(The task) Put the lines of the records below into a Markdown table with two columns, Row and Record text. Start with the line containing "TARGET: the blonde hair" and continue through the last line of the records, including both ends. Number each line in order and leave out blank lines.

(Data lines)

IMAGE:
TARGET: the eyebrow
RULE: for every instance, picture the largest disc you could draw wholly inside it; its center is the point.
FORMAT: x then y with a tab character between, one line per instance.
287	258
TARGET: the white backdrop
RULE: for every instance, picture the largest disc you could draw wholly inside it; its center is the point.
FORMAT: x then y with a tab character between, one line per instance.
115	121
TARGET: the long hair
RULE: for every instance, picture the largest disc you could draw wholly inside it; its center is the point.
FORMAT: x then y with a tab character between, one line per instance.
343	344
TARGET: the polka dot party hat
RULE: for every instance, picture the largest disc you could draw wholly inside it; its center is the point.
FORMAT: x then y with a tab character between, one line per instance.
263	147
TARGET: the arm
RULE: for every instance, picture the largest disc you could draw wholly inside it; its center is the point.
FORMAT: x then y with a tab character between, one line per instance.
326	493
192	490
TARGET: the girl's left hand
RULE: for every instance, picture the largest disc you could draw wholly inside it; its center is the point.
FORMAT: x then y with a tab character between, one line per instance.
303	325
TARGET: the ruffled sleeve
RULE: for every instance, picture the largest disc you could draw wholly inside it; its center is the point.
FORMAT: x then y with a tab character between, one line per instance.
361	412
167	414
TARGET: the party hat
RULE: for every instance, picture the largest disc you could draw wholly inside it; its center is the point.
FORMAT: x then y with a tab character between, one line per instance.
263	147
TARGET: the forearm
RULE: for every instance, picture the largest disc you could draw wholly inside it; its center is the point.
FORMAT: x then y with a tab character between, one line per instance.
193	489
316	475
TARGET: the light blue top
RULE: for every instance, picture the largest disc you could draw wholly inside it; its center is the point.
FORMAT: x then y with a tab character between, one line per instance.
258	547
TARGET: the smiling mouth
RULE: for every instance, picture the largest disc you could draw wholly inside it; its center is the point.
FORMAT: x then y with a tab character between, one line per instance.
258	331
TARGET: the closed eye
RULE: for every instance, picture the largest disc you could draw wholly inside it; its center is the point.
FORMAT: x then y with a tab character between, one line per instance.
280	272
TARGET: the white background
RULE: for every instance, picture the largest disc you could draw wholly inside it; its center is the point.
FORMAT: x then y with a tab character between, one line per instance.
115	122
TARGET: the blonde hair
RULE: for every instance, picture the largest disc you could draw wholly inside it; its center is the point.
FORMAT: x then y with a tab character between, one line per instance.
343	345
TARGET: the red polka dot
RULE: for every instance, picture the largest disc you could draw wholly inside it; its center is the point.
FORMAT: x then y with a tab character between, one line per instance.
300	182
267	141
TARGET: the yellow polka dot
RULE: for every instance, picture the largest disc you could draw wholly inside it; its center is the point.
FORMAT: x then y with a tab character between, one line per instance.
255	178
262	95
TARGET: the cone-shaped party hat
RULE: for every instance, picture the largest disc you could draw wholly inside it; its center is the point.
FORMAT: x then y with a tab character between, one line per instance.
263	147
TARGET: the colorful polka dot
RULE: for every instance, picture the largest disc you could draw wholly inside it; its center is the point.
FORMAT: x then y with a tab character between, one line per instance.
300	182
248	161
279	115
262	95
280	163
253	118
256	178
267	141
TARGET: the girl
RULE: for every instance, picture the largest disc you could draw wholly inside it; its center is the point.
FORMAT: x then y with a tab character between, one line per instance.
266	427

(Output for this exercise)
| Row | Record text |
|---|---|
| 1 | TARGET: the blonde hair |
| 2 | RULE: for every instance, picture the largest disc you could draw wholly inside it; its center is the point. |
| 3 | FORMAT: x then y with a tab character between, one line per instance. |
| 4 | 343	345 |
| 5 | TARGET: the red polka dot |
| 6 | RULE: for every instance, picture the largest disc you could draw wholly inside it; its center is the point. |
| 7 | FORMAT: x then y with a tab character between, one line per instance. |
| 8 | 300	182 |
| 9 | 267	141 |
| 10 | TARGET: the yellow polka dot |
| 11 | RULE: for every instance, picture the largest disc you could draw wholly inside it; its center is the point. |
| 12 | FORMAT: x then y with a tab character between, one line per instance. |
| 13 | 255	178 |
| 14 | 262	95 |
| 15 | TARGET: the cone-shaped party hat |
| 16 | RULE: for every instance, picture the largest disc you could draw wholly inside it; its center is the point. |
| 17 | FORMAT: x then y with a tab character between, one line per instance. |
| 18 | 263	147 |
| 19 | TARGET: the colorful polka dot |
| 20 | RULE: for every instance, picture the largest disc you could draw wholly inside it; its center is the point. |
| 21 | FORMAT: x then y with a tab character between, one line per instance. |
| 22 | 300	182 |
| 23 | 248	161 |
| 24 | 279	115 |
| 25 | 262	95 |
| 26 | 280	163 |
| 27 | 253	118 |
| 28 | 256	178 |
| 29 | 267	141 |
| 30 | TARGET: the girl |
| 31 | RULE: for every instance, picture the largest disc you could draw wholly inside it; its center is the point. |
| 32 | FORMAT: x then y with a tab character between, one line per instance. |
| 33 | 266	427 |